### Work item
Starting at the first line of the records below, reproduce every line up to and including the line with "target | wooden railing", but leave out all pictures.
··· Data ···
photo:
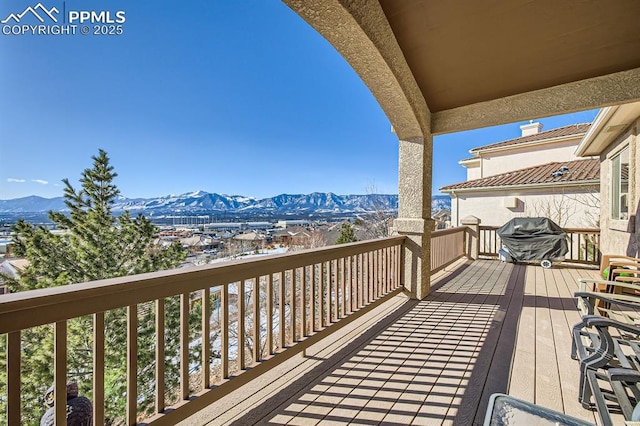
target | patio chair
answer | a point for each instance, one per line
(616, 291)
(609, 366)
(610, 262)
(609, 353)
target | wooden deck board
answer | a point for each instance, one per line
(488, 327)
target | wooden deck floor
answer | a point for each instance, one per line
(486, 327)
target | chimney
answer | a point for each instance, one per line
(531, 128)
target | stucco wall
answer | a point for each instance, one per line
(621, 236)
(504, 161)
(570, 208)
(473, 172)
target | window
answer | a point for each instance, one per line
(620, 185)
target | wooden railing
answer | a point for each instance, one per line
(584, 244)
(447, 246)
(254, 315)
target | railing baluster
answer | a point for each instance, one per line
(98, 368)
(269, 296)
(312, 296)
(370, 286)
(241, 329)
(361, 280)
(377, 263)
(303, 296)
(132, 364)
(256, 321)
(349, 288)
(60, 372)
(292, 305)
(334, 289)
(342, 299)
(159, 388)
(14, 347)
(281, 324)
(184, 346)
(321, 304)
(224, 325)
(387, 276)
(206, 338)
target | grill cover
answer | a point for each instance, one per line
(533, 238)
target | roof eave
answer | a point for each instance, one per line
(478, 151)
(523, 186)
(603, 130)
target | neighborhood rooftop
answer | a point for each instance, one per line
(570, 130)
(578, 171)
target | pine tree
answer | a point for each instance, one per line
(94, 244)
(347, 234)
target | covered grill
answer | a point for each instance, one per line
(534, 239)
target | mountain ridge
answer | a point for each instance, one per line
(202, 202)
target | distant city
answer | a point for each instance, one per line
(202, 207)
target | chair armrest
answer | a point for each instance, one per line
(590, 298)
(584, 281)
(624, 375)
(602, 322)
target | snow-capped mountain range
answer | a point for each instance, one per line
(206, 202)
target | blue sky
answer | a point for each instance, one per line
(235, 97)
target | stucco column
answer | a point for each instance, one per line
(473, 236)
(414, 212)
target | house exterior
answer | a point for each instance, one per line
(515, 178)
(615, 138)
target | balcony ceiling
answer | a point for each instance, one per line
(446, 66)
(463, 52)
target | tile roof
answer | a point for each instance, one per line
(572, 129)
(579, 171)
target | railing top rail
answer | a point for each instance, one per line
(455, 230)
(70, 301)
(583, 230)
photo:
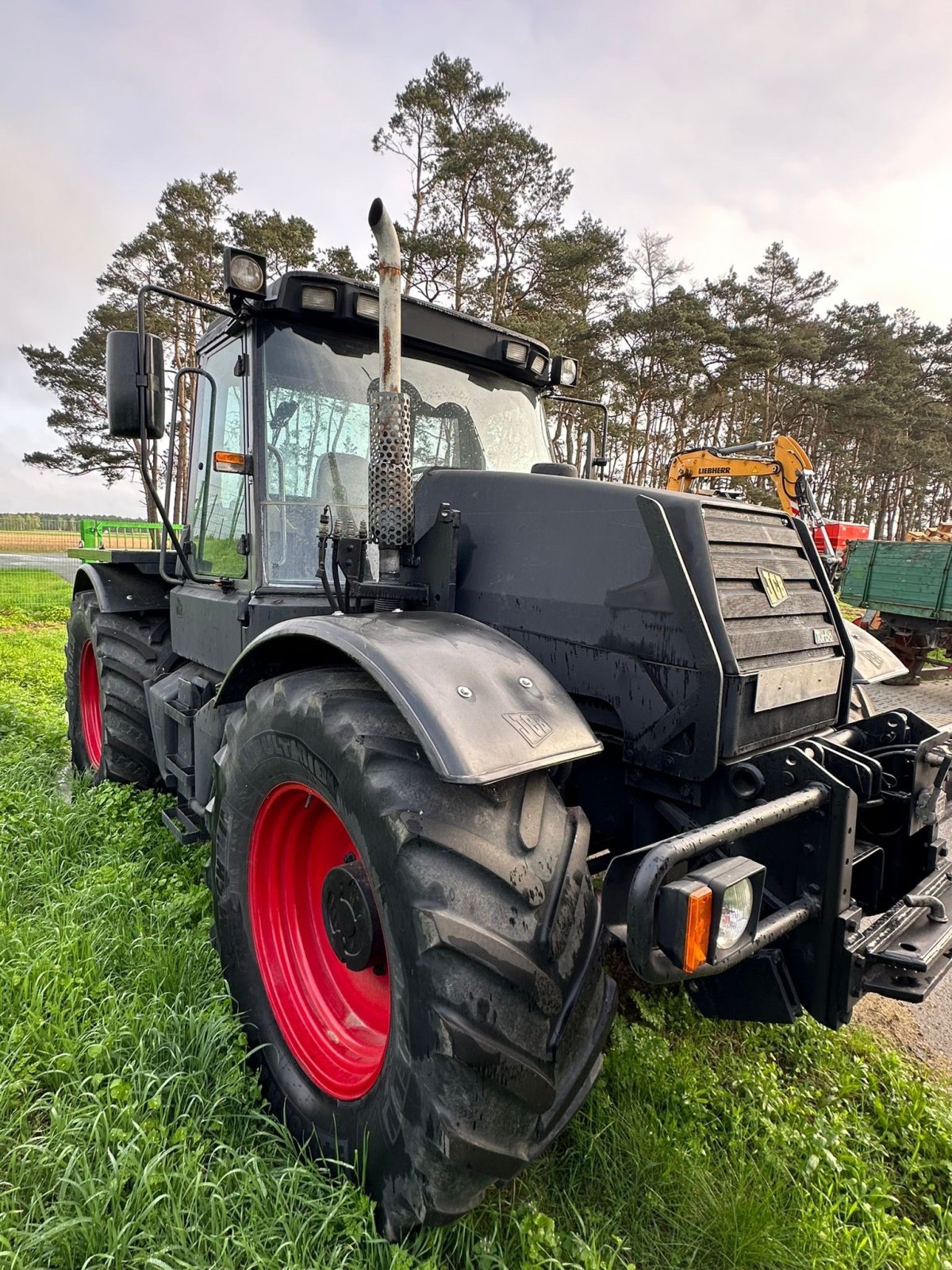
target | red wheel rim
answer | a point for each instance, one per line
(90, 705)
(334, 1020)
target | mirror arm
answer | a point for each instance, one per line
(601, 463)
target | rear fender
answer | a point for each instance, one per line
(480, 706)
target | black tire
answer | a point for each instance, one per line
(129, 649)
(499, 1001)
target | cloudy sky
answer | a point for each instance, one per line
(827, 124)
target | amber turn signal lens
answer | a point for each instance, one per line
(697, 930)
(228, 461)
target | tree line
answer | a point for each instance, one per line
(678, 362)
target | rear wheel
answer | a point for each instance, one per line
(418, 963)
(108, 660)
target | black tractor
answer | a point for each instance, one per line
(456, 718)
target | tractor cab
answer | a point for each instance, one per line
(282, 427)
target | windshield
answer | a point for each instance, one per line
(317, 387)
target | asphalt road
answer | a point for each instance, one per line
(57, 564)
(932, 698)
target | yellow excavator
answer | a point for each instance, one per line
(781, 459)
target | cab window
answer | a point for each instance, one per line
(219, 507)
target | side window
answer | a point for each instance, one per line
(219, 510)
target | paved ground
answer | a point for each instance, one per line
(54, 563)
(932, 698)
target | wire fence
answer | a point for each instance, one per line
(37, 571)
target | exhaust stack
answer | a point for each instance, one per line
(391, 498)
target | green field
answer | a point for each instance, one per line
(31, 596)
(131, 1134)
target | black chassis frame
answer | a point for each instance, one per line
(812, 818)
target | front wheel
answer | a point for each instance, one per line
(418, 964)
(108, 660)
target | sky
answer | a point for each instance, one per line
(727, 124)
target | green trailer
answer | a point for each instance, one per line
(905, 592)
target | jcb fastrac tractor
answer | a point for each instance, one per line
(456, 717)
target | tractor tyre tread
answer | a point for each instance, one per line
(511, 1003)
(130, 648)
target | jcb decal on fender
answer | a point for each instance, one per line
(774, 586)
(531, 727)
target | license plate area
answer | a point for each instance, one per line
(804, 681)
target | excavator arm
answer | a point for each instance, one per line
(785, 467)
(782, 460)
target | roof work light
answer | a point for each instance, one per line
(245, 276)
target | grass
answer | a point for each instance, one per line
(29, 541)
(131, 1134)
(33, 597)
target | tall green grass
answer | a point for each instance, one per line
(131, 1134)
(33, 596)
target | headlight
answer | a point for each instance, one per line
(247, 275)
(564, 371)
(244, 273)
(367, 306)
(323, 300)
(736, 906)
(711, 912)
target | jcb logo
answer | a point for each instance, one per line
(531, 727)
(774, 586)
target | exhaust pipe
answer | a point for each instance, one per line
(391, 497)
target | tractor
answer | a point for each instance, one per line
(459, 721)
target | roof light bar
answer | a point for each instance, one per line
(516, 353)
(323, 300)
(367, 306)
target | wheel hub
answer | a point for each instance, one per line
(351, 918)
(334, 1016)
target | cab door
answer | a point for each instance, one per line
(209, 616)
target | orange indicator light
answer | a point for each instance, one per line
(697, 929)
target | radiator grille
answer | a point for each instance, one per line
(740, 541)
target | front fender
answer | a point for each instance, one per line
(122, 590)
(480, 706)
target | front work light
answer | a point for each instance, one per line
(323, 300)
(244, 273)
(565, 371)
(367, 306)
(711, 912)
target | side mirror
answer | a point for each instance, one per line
···
### Completed exercise
photo:
target | patio chair
answer | a point for each instance, one per line
(616, 291)
(609, 366)
(610, 262)
(609, 353)
target | wooden deck board
answer | a point for each instance, one per line
(488, 327)
target | wooden deck floor
answer | a point for each instance, one per line
(486, 327)
target | chimney
answer | a point for each instance, one per line
(531, 128)
target | stucco wall
answer | a point for each instance, one per line
(621, 236)
(504, 161)
(570, 208)
(473, 172)
target | window
answer | a point for each instance, one per line
(620, 185)
target | wooden railing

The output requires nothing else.